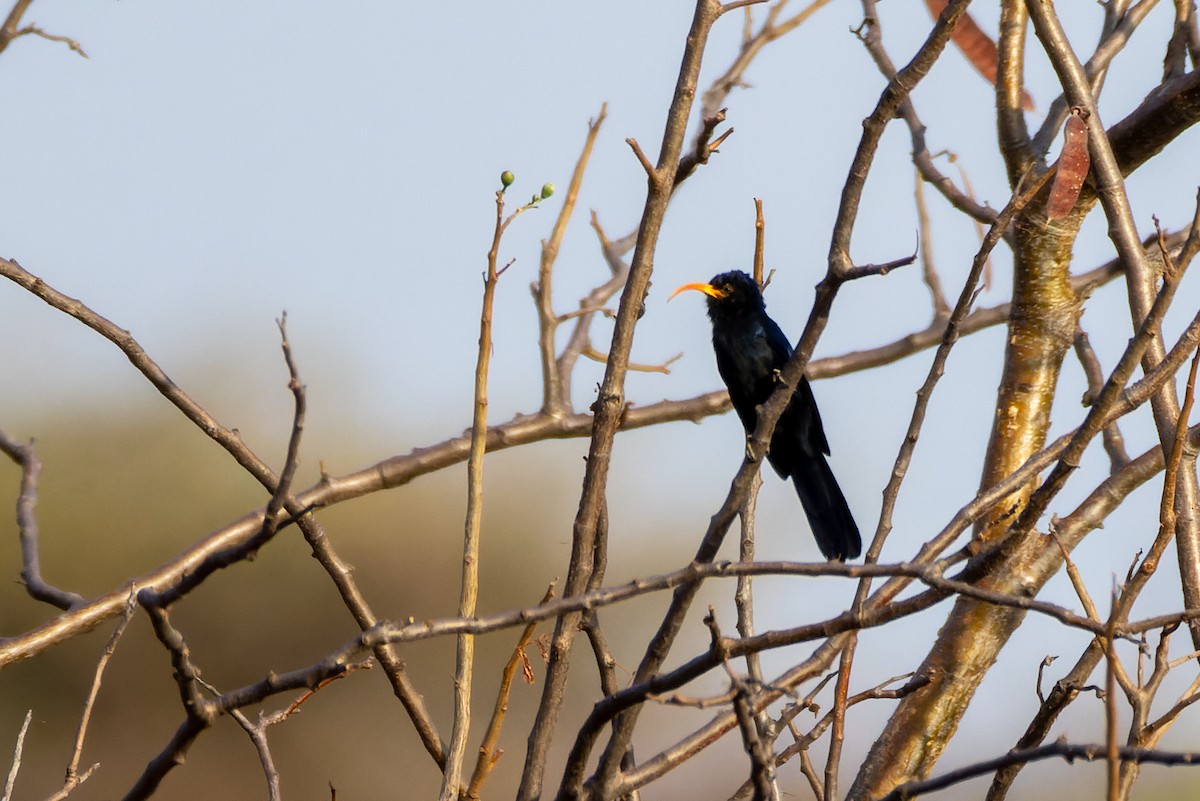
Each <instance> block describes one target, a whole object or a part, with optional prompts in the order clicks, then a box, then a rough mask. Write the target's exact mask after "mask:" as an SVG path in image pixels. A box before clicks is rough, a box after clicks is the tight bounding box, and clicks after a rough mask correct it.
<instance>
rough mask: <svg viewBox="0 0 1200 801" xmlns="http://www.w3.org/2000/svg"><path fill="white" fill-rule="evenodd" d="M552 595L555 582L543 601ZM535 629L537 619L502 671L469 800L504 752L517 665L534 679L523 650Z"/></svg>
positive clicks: (546, 592) (524, 652)
mask: <svg viewBox="0 0 1200 801" xmlns="http://www.w3.org/2000/svg"><path fill="white" fill-rule="evenodd" d="M553 597H554V585H553V584H551V585H550V586H548V588H546V595H544V596H542V598H541V602H542V603H548V602H550V601H551V600H552V598H553ZM536 628H538V622H536V621H532V622H529V624H528V625H527V626H526V627H524V631H522V632H521V637H520V638H517V644H516V645H515V646H514V649H512V656H511V657H509V662H508V664H505V666H504V671H503V673H502V674H500V688H499V689H498V691H497V693H496V707H494V709H493V710H492V718H491V719H490V721H488V722H487V730H486V731H485V733H484V739H482V741H481V742H480V745H479V758H478V759H476V760H475V770H474V772H473V773H472V776H470V783H469V784H468V785H467V791H466V795H464V797H466V799H469V800H470V801H478V800H479V797H480V793H481V791H482V789H484V782H486V781H487V777H488V775H490V773H491V772H492V767H494V766H496V761H497V760H498V759H499V758H500V754H503V753H504V752H503V751H498V749H497V748H496V743H497V742H498V741H499V739H500V727H502V725H503V724H504V716H505V713H506V712H508V710H509V692H510V691H511V688H512V679H514V677H515V676H516V673H517V668H518V667H521V668H523V669H524V671H526V674H527V677H528V680H529V681H530V682H532V681H533V674H532V673H530V670H529V667H528V657H526V652H524V649H526V646H528V645H529V640H532V639H533V633H534V631H536Z"/></svg>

* * * * * * *

Brief:
Write out all of the data above again, switching every "rough mask" to "coarse mask" and keeping everything else the same. Leave out the pictures.

Response to this task:
Each <instance> block describes one target, a whole object or a part, with optional prompts in the order clicks, then a box, then a coarse mask. Write the target's exact mask after "mask:" as an SVG path in image pixels. A box before clicks is rough, a box after clicks is the tight bounding box, and clicks after a coarse mask correct it.
<instance>
coarse mask: <svg viewBox="0 0 1200 801" xmlns="http://www.w3.org/2000/svg"><path fill="white" fill-rule="evenodd" d="M552 595L555 582L543 601ZM535 629L537 619L502 671L469 800L504 752L517 665L534 679L523 650Z"/></svg>
positive clicks: (546, 592) (524, 652)
mask: <svg viewBox="0 0 1200 801" xmlns="http://www.w3.org/2000/svg"><path fill="white" fill-rule="evenodd" d="M553 597H554V585H553V584H551V585H550V586H548V588H546V595H544V596H542V598H541V602H542V603H548V602H550V601H551V600H552V598H553ZM536 628H538V622H536V621H532V622H529V624H528V625H527V626H526V627H524V631H522V632H521V637H520V638H517V644H516V645H515V646H514V649H512V656H511V657H509V662H508V664H505V666H504V671H503V673H502V674H500V688H499V689H498V691H497V693H496V707H494V709H493V710H492V718H491V719H490V721H488V722H487V730H486V731H485V733H484V739H482V741H481V742H480V745H479V758H478V759H476V760H475V770H474V772H473V773H472V776H470V783H469V784H468V785H467V791H466V795H464V797H466V799H469V800H470V801H478V800H479V797H480V793H481V791H482V789H484V782H486V781H487V777H488V775H490V773H491V772H492V767H494V766H496V761H497V760H498V759H499V758H500V754H503V753H504V752H503V751H498V749H497V748H496V743H497V742H498V741H499V739H500V727H502V725H503V724H504V716H505V713H506V712H508V710H509V692H510V691H511V688H512V679H514V677H515V676H516V673H517V668H518V667H521V668H523V669H524V671H526V674H527V677H528V680H529V681H530V682H532V681H533V674H532V673H530V670H529V667H528V657H526V652H524V649H526V646H528V645H529V640H532V639H533V633H534V631H536Z"/></svg>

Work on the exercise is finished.